= Enunciado A =
De acordo com o texto de origem, qual é o valor da liquidação de imposto que resulta das correções contestadas no processo?

= Texto de origem =
————
Ouvidas as partes na reunião a que se refere o art. 18º do RJAT, pode concluir-se. que o valor indicado pela Requerente terá resultado de lapso ou de excesso de prudência
2- Temos, em suma, que o valor das correções postas em crise neste processo é de €1.613.458,54 e que o valor da liquidação de imposto delas resultante é de €101.721,07. A questão que se coloca é a de saber qual destes montantes deve relevar para a fixação do valor da causa.
3- O reconhecimento da divisibilidade do ato tributário está hoje consolidado na jurisprudência: a liquidação pode ser ilegal só em parte, pelo que pode ser anulada também só em parte.
O ato tributário, porque se reconduz a uma quantidade monetária, é uma realidade divisível. O contribuinte que se não conforme com parte (por oposição ao todo) de um ato tributário, pode (e deve) segregar essa parte das demais para efeitos de:
(i) requerer apenas a anulação dessa parte; e
(ii) indicar, em função do valor dessa parte, um valor para a causa.
————
= Dados fornecidos =
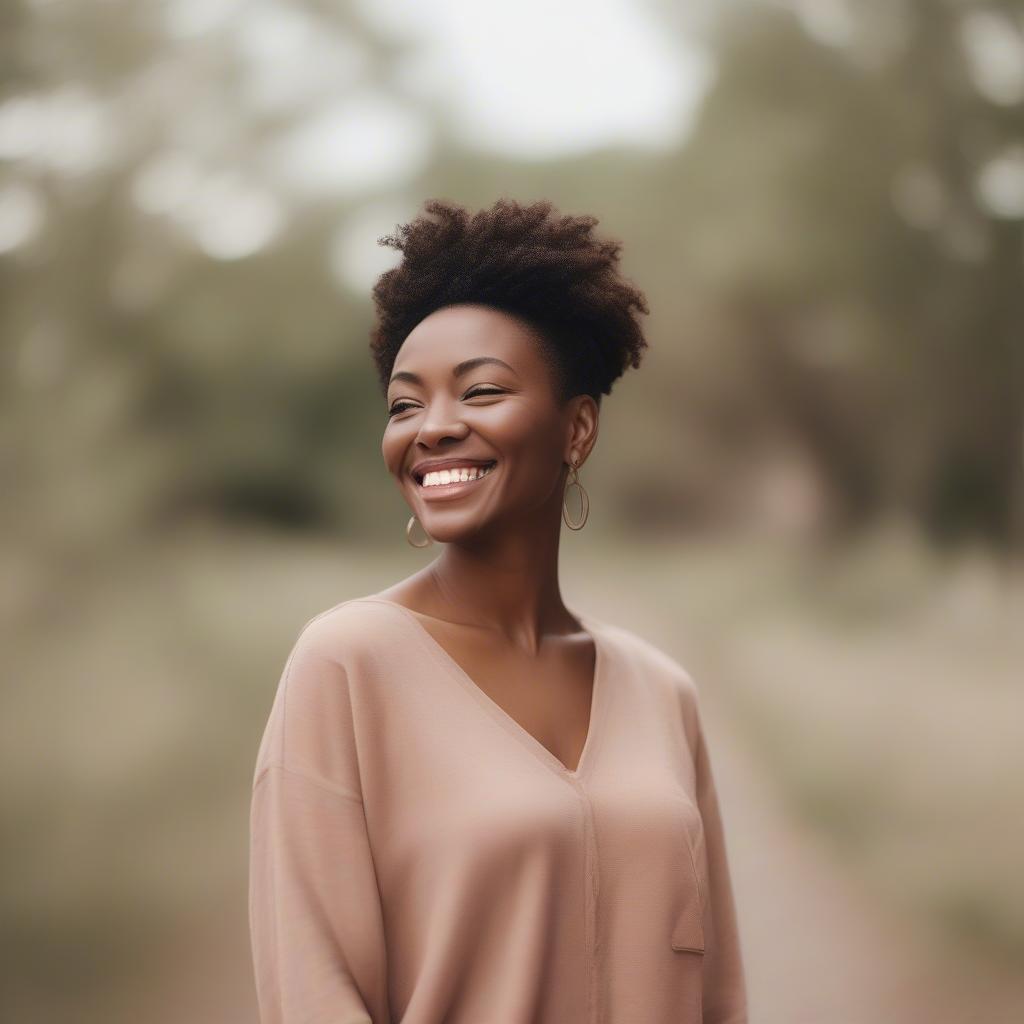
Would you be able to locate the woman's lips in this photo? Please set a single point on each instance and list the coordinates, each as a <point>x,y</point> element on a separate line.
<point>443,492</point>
————
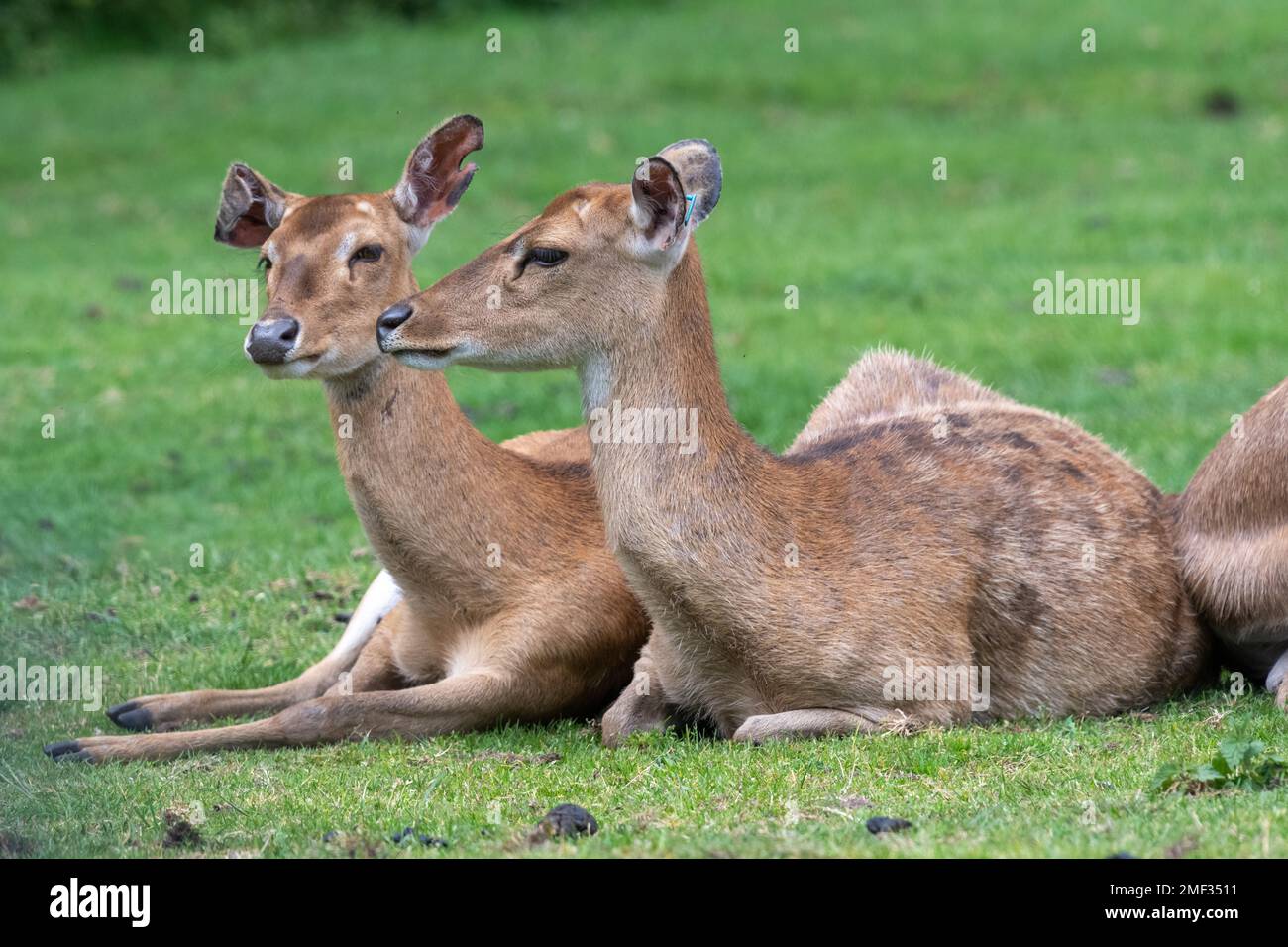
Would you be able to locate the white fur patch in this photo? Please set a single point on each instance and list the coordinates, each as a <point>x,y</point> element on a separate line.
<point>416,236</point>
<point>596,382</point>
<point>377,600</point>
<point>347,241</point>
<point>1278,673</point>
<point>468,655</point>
————
= Enunciado B =
Reúna todas as linhas dos registos em que aparece a palavra "list", tendo em conta a distinção entre maiúsculas e minúsculas.

= Resolução completa A =
O valor da liquidação de imposto é de €101.721,07.

= Resolução completa B =
Would you be able to locate the woman's lips in this photo? Please set a single point on each instance and list the coordinates, each as a <point>x,y</point> element on a separate line.
Would you be able to locate the white fur patch in this photo? Please set a single point on each instance and list the coordinates, each as a <point>x,y</point> element on a separate line.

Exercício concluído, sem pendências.